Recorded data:
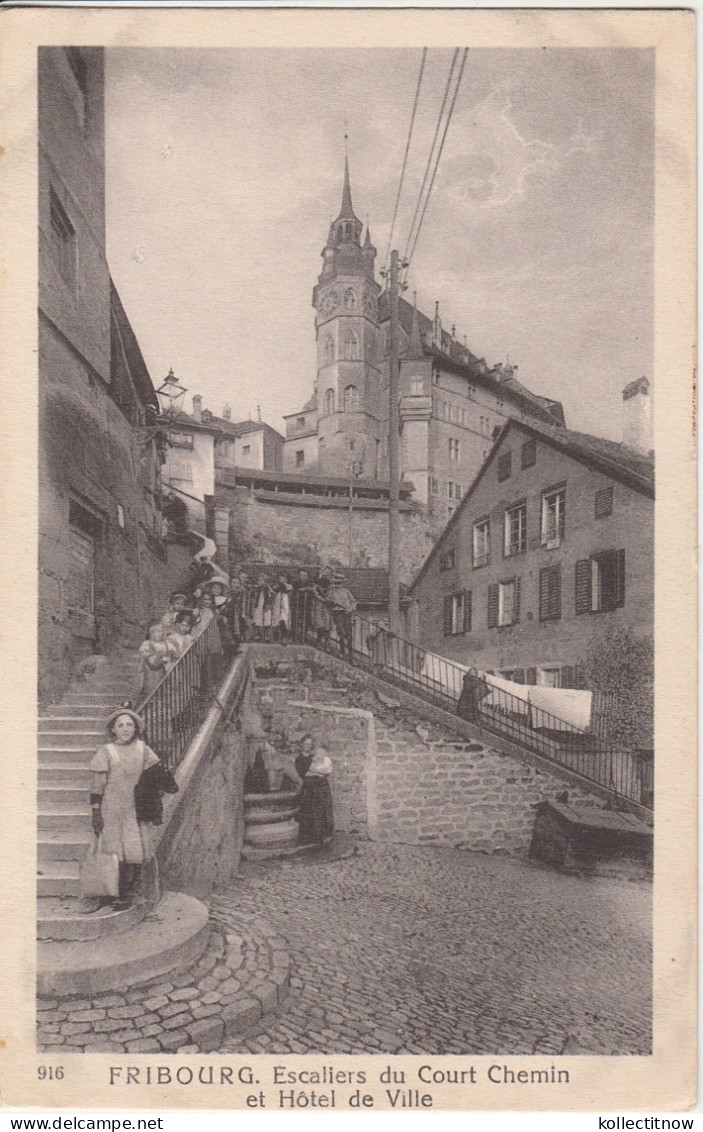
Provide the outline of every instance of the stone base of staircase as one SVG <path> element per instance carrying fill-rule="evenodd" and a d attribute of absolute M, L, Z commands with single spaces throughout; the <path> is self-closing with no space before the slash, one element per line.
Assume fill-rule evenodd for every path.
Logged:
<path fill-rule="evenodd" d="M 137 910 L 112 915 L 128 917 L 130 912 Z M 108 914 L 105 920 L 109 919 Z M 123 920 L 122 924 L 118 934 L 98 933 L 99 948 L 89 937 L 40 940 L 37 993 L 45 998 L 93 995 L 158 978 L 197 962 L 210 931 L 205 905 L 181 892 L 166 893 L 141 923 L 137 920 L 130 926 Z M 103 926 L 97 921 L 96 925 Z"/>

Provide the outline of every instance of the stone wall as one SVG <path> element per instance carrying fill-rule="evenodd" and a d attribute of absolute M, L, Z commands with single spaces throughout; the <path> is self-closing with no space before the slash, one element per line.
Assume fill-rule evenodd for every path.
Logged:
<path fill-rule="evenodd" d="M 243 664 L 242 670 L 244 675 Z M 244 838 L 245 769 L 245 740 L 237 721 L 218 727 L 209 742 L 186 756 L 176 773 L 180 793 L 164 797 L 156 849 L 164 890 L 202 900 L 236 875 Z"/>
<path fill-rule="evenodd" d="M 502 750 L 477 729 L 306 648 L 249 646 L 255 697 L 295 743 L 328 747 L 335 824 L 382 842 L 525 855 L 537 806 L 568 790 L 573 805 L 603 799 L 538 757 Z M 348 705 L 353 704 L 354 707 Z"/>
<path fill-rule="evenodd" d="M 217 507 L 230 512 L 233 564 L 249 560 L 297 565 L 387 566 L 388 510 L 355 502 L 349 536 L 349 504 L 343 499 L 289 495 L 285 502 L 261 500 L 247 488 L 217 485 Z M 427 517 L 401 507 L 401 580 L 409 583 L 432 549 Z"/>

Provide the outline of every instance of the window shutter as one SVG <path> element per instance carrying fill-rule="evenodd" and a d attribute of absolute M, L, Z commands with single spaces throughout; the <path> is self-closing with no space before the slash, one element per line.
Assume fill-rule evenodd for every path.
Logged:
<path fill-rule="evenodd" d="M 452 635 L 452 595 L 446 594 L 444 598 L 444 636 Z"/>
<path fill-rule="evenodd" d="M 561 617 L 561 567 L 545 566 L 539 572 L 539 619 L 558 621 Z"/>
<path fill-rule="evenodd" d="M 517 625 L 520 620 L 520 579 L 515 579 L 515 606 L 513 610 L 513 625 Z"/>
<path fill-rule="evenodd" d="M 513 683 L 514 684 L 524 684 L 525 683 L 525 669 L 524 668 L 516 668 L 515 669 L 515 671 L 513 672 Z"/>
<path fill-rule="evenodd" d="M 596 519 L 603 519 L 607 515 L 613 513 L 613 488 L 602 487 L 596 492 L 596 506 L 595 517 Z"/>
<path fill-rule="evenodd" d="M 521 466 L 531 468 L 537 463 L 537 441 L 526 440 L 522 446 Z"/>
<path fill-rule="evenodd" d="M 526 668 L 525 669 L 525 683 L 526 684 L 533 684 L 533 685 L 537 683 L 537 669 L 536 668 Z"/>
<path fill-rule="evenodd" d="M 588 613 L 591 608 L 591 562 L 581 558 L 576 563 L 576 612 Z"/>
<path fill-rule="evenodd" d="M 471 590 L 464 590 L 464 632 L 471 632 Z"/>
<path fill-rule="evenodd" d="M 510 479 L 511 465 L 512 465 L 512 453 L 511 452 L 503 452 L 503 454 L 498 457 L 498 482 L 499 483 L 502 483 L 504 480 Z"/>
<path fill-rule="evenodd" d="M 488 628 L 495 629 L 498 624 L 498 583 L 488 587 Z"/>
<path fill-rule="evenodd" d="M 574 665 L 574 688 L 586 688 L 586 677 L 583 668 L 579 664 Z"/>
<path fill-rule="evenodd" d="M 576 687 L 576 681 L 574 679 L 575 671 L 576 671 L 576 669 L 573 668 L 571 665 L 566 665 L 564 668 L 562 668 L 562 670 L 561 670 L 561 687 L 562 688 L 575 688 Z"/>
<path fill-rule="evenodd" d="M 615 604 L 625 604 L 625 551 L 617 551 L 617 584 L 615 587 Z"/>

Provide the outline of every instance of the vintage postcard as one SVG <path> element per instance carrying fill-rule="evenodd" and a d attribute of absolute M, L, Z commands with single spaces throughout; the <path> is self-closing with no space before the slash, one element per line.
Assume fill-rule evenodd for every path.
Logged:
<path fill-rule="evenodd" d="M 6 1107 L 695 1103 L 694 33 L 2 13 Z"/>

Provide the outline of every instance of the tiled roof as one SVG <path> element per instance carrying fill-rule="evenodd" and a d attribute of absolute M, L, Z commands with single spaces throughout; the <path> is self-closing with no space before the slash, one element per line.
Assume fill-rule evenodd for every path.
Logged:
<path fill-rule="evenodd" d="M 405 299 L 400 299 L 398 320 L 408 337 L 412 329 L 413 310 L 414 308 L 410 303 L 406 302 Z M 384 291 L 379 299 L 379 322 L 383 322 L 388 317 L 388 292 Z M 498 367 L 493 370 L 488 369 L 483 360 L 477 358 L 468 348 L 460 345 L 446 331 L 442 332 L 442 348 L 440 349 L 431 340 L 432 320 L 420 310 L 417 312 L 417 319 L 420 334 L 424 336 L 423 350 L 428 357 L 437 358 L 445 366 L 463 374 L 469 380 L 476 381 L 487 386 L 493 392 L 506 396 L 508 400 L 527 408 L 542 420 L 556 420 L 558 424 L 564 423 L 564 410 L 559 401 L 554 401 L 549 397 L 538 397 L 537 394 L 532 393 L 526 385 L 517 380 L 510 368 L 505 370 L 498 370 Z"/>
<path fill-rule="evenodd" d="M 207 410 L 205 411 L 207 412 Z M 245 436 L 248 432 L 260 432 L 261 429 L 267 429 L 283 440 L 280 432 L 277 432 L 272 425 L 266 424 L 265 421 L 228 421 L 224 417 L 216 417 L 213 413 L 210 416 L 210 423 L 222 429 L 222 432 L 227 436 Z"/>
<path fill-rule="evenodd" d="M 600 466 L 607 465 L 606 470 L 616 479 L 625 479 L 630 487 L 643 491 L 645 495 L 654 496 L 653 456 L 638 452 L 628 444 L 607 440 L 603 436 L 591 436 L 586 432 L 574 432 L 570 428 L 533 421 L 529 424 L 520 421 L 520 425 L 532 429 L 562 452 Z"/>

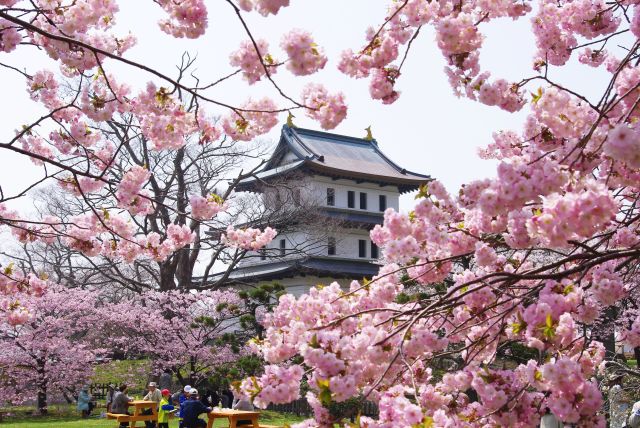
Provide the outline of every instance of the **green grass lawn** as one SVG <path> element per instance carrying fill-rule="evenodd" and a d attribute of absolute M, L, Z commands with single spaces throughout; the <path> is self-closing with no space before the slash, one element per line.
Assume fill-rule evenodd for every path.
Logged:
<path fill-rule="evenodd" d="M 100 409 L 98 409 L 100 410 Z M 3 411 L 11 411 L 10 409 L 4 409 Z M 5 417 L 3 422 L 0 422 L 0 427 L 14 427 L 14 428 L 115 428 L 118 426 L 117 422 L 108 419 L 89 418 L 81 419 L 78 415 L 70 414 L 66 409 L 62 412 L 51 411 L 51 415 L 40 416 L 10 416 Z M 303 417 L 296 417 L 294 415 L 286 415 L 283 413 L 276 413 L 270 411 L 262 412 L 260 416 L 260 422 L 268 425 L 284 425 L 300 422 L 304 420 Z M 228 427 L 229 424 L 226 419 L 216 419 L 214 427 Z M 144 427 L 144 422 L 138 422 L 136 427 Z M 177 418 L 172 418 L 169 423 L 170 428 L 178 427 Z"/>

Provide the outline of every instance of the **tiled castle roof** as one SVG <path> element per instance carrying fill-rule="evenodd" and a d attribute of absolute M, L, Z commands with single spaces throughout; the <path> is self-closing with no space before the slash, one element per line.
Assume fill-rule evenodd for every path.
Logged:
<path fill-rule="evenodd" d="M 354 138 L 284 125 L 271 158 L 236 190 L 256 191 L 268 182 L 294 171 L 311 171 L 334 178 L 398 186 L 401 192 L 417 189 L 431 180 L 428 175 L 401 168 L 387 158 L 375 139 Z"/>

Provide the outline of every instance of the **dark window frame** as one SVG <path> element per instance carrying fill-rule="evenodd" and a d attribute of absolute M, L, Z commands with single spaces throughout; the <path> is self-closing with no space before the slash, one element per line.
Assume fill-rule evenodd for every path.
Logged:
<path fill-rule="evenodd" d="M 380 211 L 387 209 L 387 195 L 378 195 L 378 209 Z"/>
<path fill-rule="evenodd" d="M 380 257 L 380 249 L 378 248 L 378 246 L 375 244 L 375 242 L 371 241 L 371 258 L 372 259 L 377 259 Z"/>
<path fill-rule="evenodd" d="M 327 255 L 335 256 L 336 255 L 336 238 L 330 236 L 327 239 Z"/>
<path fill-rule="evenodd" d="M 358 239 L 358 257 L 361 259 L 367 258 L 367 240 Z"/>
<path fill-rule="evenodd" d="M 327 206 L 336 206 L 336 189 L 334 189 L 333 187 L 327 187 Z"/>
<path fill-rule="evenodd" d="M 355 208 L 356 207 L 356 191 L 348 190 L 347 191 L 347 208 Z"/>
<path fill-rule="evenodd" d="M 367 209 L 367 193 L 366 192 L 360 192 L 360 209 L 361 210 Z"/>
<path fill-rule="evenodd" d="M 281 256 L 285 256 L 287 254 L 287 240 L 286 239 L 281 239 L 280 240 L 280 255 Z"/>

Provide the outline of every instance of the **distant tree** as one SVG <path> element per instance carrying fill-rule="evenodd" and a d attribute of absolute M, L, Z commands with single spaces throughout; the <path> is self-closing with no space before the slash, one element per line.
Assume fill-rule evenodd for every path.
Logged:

| Problem to solve |
Could you state how many lines in the data hold the word "tiled"? Only the number should be given.

| Exercise response |
2